## What is expected:
Print out the records below with nothing altered.

(Stored items from a collection)
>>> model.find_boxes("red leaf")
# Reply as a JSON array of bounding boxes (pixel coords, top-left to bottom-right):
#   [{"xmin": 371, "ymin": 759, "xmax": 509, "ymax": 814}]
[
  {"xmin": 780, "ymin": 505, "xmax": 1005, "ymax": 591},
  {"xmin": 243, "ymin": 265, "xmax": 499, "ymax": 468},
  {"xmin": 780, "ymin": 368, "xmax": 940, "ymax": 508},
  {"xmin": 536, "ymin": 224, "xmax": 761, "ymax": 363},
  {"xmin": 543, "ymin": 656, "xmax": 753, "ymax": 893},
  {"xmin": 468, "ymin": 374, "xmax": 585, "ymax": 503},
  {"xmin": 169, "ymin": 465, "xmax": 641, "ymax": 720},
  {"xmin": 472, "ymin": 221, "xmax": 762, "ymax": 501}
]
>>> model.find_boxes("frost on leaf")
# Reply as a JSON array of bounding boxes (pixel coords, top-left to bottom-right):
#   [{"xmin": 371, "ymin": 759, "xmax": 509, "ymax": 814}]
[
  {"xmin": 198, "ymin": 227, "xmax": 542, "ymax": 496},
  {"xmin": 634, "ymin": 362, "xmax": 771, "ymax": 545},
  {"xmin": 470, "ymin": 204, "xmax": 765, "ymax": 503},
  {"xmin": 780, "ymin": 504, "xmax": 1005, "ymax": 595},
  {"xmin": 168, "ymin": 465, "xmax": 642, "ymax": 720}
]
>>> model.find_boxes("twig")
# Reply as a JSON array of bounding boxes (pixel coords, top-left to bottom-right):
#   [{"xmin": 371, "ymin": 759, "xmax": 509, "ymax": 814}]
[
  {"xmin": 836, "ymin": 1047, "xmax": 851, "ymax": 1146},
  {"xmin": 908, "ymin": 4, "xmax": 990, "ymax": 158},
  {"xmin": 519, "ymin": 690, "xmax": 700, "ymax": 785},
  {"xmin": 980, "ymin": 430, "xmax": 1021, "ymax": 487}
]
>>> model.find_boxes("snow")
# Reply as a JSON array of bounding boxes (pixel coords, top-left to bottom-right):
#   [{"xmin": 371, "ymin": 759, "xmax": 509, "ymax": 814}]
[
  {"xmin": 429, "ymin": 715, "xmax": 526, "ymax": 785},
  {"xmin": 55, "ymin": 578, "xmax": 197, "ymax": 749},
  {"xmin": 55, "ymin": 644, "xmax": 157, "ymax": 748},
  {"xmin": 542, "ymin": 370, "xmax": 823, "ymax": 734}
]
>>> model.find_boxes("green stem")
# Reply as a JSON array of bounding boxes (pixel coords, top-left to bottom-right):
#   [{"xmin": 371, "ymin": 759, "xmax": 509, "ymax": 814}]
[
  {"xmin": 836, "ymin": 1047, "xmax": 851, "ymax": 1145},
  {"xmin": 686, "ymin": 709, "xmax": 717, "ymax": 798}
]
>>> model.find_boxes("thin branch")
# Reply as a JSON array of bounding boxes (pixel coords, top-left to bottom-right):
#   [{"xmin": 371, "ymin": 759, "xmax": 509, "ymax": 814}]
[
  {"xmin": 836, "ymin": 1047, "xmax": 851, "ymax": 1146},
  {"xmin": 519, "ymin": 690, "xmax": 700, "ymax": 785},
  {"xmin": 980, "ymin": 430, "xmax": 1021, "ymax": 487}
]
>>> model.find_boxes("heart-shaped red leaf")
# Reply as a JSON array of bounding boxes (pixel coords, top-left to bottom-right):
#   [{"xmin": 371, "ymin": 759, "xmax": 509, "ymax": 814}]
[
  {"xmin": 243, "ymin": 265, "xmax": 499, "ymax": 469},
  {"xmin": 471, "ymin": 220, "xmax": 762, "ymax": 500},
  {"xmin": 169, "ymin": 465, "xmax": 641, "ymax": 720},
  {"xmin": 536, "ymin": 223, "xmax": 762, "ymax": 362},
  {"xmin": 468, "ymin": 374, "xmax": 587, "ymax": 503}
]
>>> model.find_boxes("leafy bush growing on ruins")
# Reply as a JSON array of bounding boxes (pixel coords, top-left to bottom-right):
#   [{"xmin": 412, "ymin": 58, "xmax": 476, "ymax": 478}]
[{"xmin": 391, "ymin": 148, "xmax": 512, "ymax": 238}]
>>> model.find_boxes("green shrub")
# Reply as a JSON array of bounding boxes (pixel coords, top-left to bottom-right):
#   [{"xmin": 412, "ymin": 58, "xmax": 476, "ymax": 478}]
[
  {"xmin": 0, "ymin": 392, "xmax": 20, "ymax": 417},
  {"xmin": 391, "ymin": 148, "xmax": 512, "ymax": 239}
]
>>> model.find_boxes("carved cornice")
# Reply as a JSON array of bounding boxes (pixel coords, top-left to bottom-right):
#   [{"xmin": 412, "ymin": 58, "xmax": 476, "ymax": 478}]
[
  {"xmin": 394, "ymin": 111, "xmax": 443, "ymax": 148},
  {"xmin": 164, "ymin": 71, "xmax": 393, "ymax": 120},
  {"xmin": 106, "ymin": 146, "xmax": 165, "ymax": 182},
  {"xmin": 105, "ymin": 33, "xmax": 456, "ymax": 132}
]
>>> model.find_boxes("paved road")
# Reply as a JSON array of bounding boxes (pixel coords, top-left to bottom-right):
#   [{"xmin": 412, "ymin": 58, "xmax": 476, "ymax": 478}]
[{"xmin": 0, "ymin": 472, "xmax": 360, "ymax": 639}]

## Final answer:
>>> model.find_boxes("red leaf")
# Reply as a JSON array of bounding boxes (pixel coords, top-left to bottom-right):
#   [{"xmin": 371, "ymin": 759, "xmax": 509, "ymax": 814}]
[
  {"xmin": 780, "ymin": 505, "xmax": 1005, "ymax": 591},
  {"xmin": 243, "ymin": 265, "xmax": 499, "ymax": 468},
  {"xmin": 780, "ymin": 368, "xmax": 940, "ymax": 508},
  {"xmin": 536, "ymin": 224, "xmax": 761, "ymax": 363},
  {"xmin": 543, "ymin": 656, "xmax": 753, "ymax": 893},
  {"xmin": 468, "ymin": 374, "xmax": 585, "ymax": 503},
  {"xmin": 169, "ymin": 465, "xmax": 641, "ymax": 720},
  {"xmin": 472, "ymin": 221, "xmax": 762, "ymax": 501}
]
>>> model.find_boxes("frost on leaf")
# Reply as a JSON array of bounding boxes (pixel coords, top-left to bottom-right):
#   [{"xmin": 371, "ymin": 759, "xmax": 509, "ymax": 814}]
[
  {"xmin": 198, "ymin": 227, "xmax": 542, "ymax": 496},
  {"xmin": 634, "ymin": 362, "xmax": 771, "ymax": 545},
  {"xmin": 470, "ymin": 204, "xmax": 765, "ymax": 503},
  {"xmin": 780, "ymin": 504, "xmax": 1005, "ymax": 595},
  {"xmin": 168, "ymin": 465, "xmax": 642, "ymax": 720}
]
>>> model.find_boxes("twig")
# Reply as a JSON array of bounding boxes (pixel coords, top-left to bottom-right):
#   [{"xmin": 371, "ymin": 759, "xmax": 509, "ymax": 814}]
[
  {"xmin": 836, "ymin": 1047, "xmax": 851, "ymax": 1146},
  {"xmin": 908, "ymin": 4, "xmax": 990, "ymax": 158},
  {"xmin": 519, "ymin": 690, "xmax": 700, "ymax": 785},
  {"xmin": 980, "ymin": 430, "xmax": 1021, "ymax": 487}
]
>>> model.find_boxes("snow")
# Reply as a JSON array of bounding boxes (pixel coords, top-left to bottom-right):
#   [{"xmin": 371, "ymin": 759, "xmax": 509, "ymax": 814}]
[
  {"xmin": 429, "ymin": 715, "xmax": 526, "ymax": 785},
  {"xmin": 55, "ymin": 578, "xmax": 197, "ymax": 749},
  {"xmin": 55, "ymin": 644, "xmax": 157, "ymax": 748},
  {"xmin": 542, "ymin": 370, "xmax": 823, "ymax": 734}
]
>>> model.find_boxes("green stem")
# Reply as a JSON array of bounding boxes (pixel coords, top-left to bottom-right):
#   [{"xmin": 371, "ymin": 759, "xmax": 509, "ymax": 814}]
[
  {"xmin": 836, "ymin": 1047, "xmax": 851, "ymax": 1145},
  {"xmin": 686, "ymin": 709, "xmax": 717, "ymax": 798}
]
>>> model.find_boxes("thin branch")
# Reply as a JSON array of bounding boxes (pixel coords, top-left to bottom-right):
#   [{"xmin": 371, "ymin": 759, "xmax": 509, "ymax": 814}]
[
  {"xmin": 836, "ymin": 1047, "xmax": 851, "ymax": 1146},
  {"xmin": 519, "ymin": 690, "xmax": 700, "ymax": 785},
  {"xmin": 980, "ymin": 430, "xmax": 1021, "ymax": 487}
]
>>> model.find_boxes("heart-shaped red leaf")
# Reply as a JSON array of bounding boxes (pixel coords, top-left to bottom-right):
#   [{"xmin": 371, "ymin": 759, "xmax": 509, "ymax": 814}]
[
  {"xmin": 243, "ymin": 265, "xmax": 499, "ymax": 469},
  {"xmin": 471, "ymin": 220, "xmax": 762, "ymax": 500},
  {"xmin": 169, "ymin": 465, "xmax": 641, "ymax": 720},
  {"xmin": 536, "ymin": 223, "xmax": 762, "ymax": 362},
  {"xmin": 468, "ymin": 374, "xmax": 587, "ymax": 503}
]
>>> model.find_boxes("leafy bush growing on ruins")
# Reply as a JSON array of bounding boxes (pixel coords, top-left to bottom-right):
#   [{"xmin": 412, "ymin": 58, "xmax": 476, "ymax": 478}]
[{"xmin": 391, "ymin": 148, "xmax": 512, "ymax": 238}]
>>> model.find_boxes("green shrub")
# Reply as a JSON array of bounding boxes (pixel coords, top-left to bottom-right):
#   [{"xmin": 412, "ymin": 58, "xmax": 476, "ymax": 478}]
[
  {"xmin": 0, "ymin": 392, "xmax": 20, "ymax": 417},
  {"xmin": 391, "ymin": 148, "xmax": 512, "ymax": 239}
]
>>> model.find_boxes("carved cornice")
# Reply as a JSON array of bounding boxes (pixel coords, top-left to bottom-right):
#   [{"xmin": 412, "ymin": 58, "xmax": 476, "ymax": 478}]
[
  {"xmin": 394, "ymin": 111, "xmax": 443, "ymax": 148},
  {"xmin": 164, "ymin": 71, "xmax": 393, "ymax": 120},
  {"xmin": 106, "ymin": 146, "xmax": 165, "ymax": 182},
  {"xmin": 105, "ymin": 33, "xmax": 456, "ymax": 132}
]
>>> model.find_boxes("paved road")
# Reply as a JSON array of bounding boxes (pixel coords, top-left to bottom-right):
#   [{"xmin": 412, "ymin": 58, "xmax": 476, "ymax": 478}]
[{"xmin": 0, "ymin": 472, "xmax": 360, "ymax": 639}]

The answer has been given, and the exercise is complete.